**Information provided**.
-------------------------

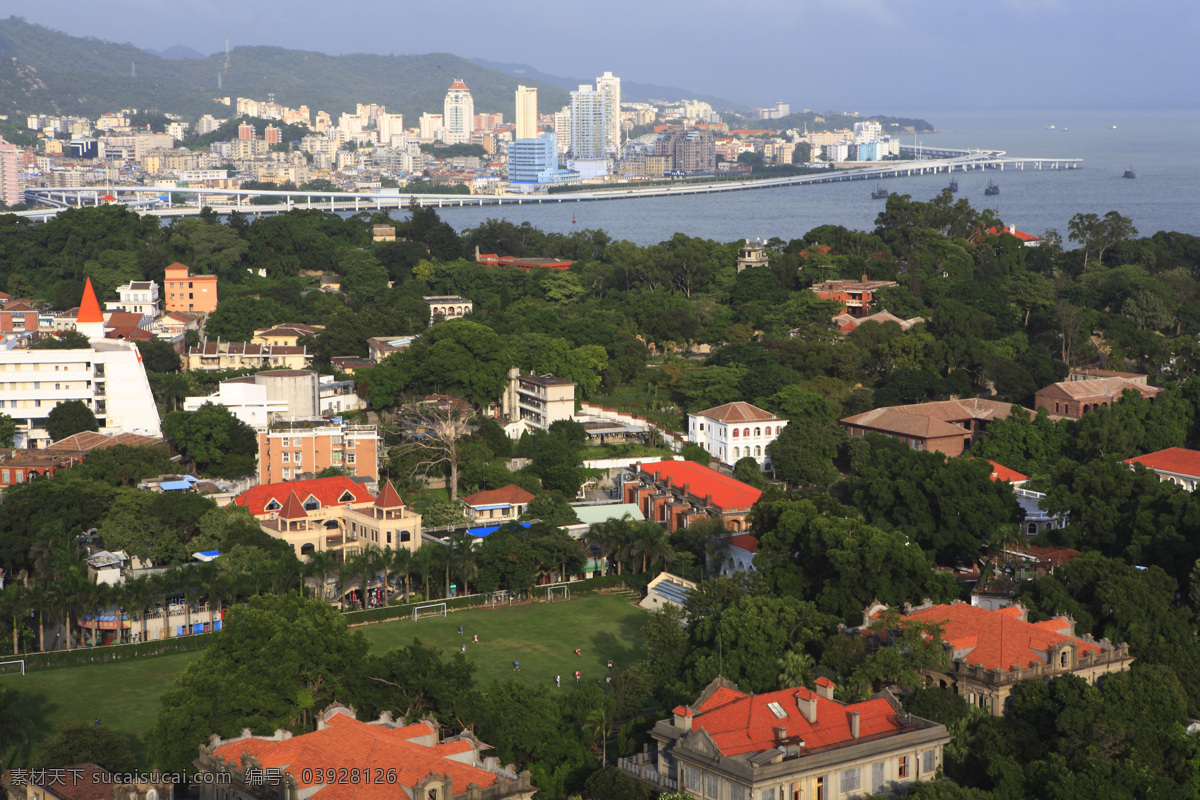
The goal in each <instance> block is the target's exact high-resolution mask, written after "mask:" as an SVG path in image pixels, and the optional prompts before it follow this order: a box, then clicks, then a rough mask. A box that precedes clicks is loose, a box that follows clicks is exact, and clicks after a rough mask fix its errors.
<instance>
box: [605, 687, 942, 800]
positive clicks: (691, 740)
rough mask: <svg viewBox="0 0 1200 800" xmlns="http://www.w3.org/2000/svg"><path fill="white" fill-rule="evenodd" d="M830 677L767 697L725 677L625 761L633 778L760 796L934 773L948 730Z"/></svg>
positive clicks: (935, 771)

-------------------------

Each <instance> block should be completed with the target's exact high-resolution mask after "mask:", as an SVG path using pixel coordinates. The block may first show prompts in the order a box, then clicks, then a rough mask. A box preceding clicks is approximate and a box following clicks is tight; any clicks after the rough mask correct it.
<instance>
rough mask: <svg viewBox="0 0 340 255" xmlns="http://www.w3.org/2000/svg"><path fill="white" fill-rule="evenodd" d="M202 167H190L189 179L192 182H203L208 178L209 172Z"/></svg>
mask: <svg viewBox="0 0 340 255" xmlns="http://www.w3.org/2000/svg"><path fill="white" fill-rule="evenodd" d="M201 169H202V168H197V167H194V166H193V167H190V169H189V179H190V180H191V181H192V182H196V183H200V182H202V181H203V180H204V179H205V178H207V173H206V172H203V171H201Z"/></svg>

-------------------------

Reproduce word for word the material above, starting with the line that has "677L767 697L725 677L625" and stopping after the line that has "positive clicks: (935, 771)".

**Completed task**.
rough mask: <svg viewBox="0 0 1200 800" xmlns="http://www.w3.org/2000/svg"><path fill="white" fill-rule="evenodd" d="M830 677L767 697L725 677L625 761L633 778L760 796L934 773L948 730Z"/></svg>
positive clicks: (935, 771)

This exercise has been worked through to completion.